* _What is expected_
Write out the lines below word for word, from the first line through the line containing "box: [7, 96, 91, 118]", both included. Leave the pictures out.

* _Entries supplied_
◇ ◇ ◇ ◇ ◇
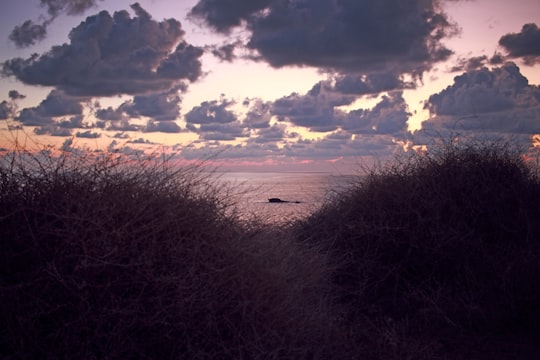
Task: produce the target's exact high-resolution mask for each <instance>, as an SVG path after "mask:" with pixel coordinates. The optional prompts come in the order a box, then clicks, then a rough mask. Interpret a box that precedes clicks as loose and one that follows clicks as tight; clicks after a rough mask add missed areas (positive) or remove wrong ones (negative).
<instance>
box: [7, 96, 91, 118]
mask: <svg viewBox="0 0 540 360" xmlns="http://www.w3.org/2000/svg"><path fill="white" fill-rule="evenodd" d="M80 101H81V98H77V97H72V96H69V95H66V94H65V93H64V92H62V91H60V90H52V91H51V92H50V93H49V95H47V97H46V98H45V99H44V100H43V101H41V103H40V104H39V105H38V106H36V107H32V108H25V109H22V110H21V112H20V113H19V115H18V116H17V117H16V118H15V120H17V121H20V122H21V123H22V124H23V125H27V126H40V125H48V124H51V123H53V122H54V119H53V118H54V117H61V116H68V115H81V114H82V113H83V106H82V105H81V103H80Z"/></svg>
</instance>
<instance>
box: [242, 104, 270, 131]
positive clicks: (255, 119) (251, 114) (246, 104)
mask: <svg viewBox="0 0 540 360" xmlns="http://www.w3.org/2000/svg"><path fill="white" fill-rule="evenodd" d="M250 102H251V104H250ZM245 105H246V106H248V105H251V106H250V107H249V110H248V111H247V113H246V116H245V117H244V120H243V121H242V123H243V124H244V125H245V126H246V127H247V128H249V129H265V128H268V127H269V126H270V120H271V119H272V114H271V106H272V105H271V103H270V102H264V101H262V100H261V99H255V100H254V101H250V100H246V103H245Z"/></svg>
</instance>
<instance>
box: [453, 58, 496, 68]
mask: <svg viewBox="0 0 540 360" xmlns="http://www.w3.org/2000/svg"><path fill="white" fill-rule="evenodd" d="M499 56H500V55H499ZM498 60H499V58H498V57H496V58H495V60H494V61H495V62H497V61H498ZM486 62H488V58H487V56H486V55H481V56H473V57H470V58H459V59H458V60H457V62H456V64H455V65H454V66H452V68H451V69H450V71H451V72H461V71H466V72H468V71H472V70H477V69H480V68H482V67H483V66H484V64H485V63H486Z"/></svg>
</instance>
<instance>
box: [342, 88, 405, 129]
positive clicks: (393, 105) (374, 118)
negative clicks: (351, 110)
mask: <svg viewBox="0 0 540 360" xmlns="http://www.w3.org/2000/svg"><path fill="white" fill-rule="evenodd" d="M410 116H411V114H410V113H409V112H408V107H407V103H406V102H405V100H404V99H403V96H402V93H401V92H393V93H390V94H389V95H384V96H383V97H382V99H381V100H380V101H379V102H378V103H377V104H376V105H375V107H374V108H373V109H357V110H352V111H350V112H348V113H346V114H344V115H343V118H344V119H343V125H342V129H343V130H347V131H348V132H350V133H353V134H387V135H394V136H401V137H402V136H403V134H404V133H405V132H406V131H407V120H408V119H409V117H410Z"/></svg>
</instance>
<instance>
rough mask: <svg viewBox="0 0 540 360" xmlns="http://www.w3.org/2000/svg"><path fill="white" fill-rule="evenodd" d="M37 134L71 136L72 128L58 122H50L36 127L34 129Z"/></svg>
mask: <svg viewBox="0 0 540 360" xmlns="http://www.w3.org/2000/svg"><path fill="white" fill-rule="evenodd" d="M34 133H35V134H36V135H51V136H71V130H70V129H66V128H63V127H60V126H58V125H56V124H48V125H43V126H39V127H36V128H35V129H34Z"/></svg>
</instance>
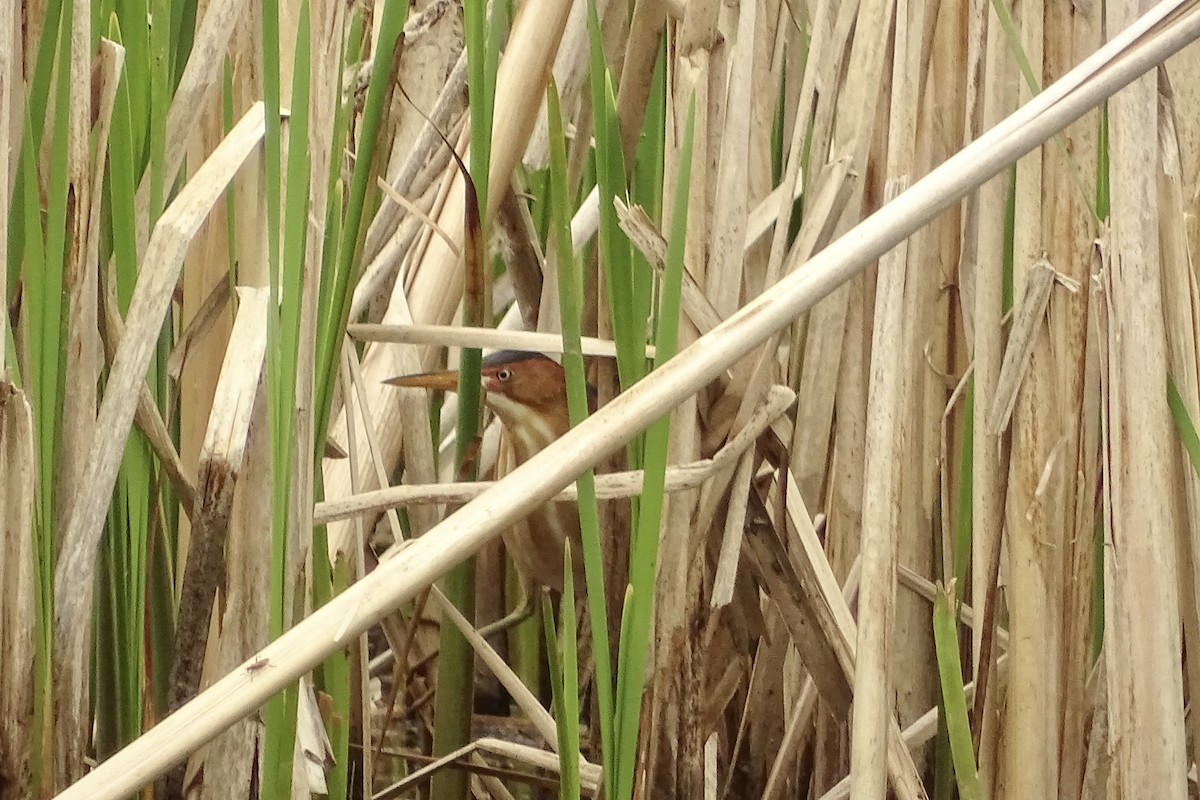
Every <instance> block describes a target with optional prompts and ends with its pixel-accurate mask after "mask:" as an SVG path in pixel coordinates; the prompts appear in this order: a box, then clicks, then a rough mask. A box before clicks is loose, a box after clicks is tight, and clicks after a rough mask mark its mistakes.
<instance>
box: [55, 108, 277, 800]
mask: <svg viewBox="0 0 1200 800" xmlns="http://www.w3.org/2000/svg"><path fill="white" fill-rule="evenodd" d="M262 136H263V108H262V106H256V107H254V108H252V109H251V110H250V112H248V113H247V115H246V116H244V118H242V120H241V121H240V122H239V124H238V125H236V126H235V127H234V130H233V131H230V133H229V136H228V137H227V138H226V139H224V142H222V143H221V145H220V146H218V148H217V149H216V150H215V151H214V152H212V155H211V156H210V157H209V158H208V161H205V162H204V164H202V166H200V168H199V169H198V170H197V173H196V176H193V179H192V180H191V181H190V182H188V184H187V185H186V186H185V187H184V190H182V191H180V193H179V196H176V198H175V200H174V201H173V203H172V205H170V207H168V209H167V211H166V212H163V215H162V217H161V218H160V219H158V223H157V224H156V225H155V235H154V236H152V237H151V240H150V245H149V246H148V248H146V255H145V258H144V259H143V261H142V270H140V271H139V273H138V283H137V287H136V288H134V291H133V299H132V301H131V303H130V312H128V317H127V320H126V332H125V337H124V338H122V339H121V344H120V349H119V350H118V353H116V357H115V359H114V360H113V366H112V371H110V373H109V380H108V385H107V387H106V391H104V401H103V402H102V404H101V408H100V415H98V417H97V422H96V427H95V435H94V438H92V443H91V446H90V447H89V457H88V470H86V479H85V480H84V481H83V482H82V483H80V491H79V493H78V494H77V495H76V498H74V505H73V507H72V510H71V515H70V517H68V519H67V524H66V528H65V530H64V535H62V539H61V545H60V548H61V549H60V555H59V561H58V566H56V570H55V582H54V584H55V591H54V595H55V596H54V609H55V625H54V628H55V634H54V642H55V646H54V685H55V716H56V723H58V724H56V728H58V748H59V752H60V753H61V756H60V762H61V763H60V766H59V777H60V780H61V781H62V783H61V786H67V784H68V783H70V782H71V780H73V778H76V777H78V775H79V774H80V770H82V766H83V765H82V762H80V760H79V759H80V758H82V756H83V752H84V748H83V746H82V742H83V741H84V739H85V733H86V730H88V728H89V721H88V717H89V714H88V705H89V704H88V686H86V682H88V674H89V670H88V663H89V658H88V650H89V648H88V642H89V634H90V627H91V613H90V608H91V591H92V587H94V584H95V577H96V573H95V558H96V547H97V546H98V542H100V535H101V530H102V523H103V518H104V513H106V510H107V507H108V499H109V497H110V494H112V491H113V485H114V482H115V480H116V470H118V467H119V464H120V461H121V457H122V455H124V452H125V440H126V437H127V435H128V431H130V425H131V423H132V421H133V413H134V407H136V404H137V396H138V392H137V387H138V386H139V385H140V383H142V380H143V378H144V375H145V371H146V367H148V366H149V362H150V356H151V350H152V348H154V343H155V341H156V339H157V335H158V331H160V330H161V327H162V319H163V315H164V314H166V312H167V307H168V305H169V303H170V299H172V293H173V291H174V288H175V282H176V278H178V275H179V270H180V267H181V266H182V260H184V254H185V253H186V249H187V246H188V243H190V242H191V240H192V237H193V236H194V235H196V230H197V228H198V227H199V225H200V223H202V222H203V221H204V218H205V217H206V216H208V213H209V211H210V209H211V206H212V204H214V203H215V200H216V199H217V197H220V194H221V193H222V192H223V191H224V187H226V186H227V185H228V182H229V181H230V180H232V178H233V175H234V174H235V173H236V170H238V168H239V167H240V166H241V163H242V161H245V158H246V156H247V155H248V152H250V151H251V150H252V149H253V148H256V146H257V145H258V142H259V140H260V138H262ZM62 759H65V760H62ZM68 778H70V780H68Z"/></svg>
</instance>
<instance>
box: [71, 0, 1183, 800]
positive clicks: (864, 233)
◇ ◇ ◇ ◇ ◇
* _Result below_
Task: produce the target's exact high-resolution mask for each <instance>, as an SVG path after "mask:" with pixel coordinates. The optional prompts come in the order a box, then clicks, then a rough mask. Interpret a box that precedes clicks as loose and one that follows clicks as tight; clicks after a rough mask add missed areas (positive) or remove wrong ones (negative).
<instance>
box: [7, 96, 91, 118]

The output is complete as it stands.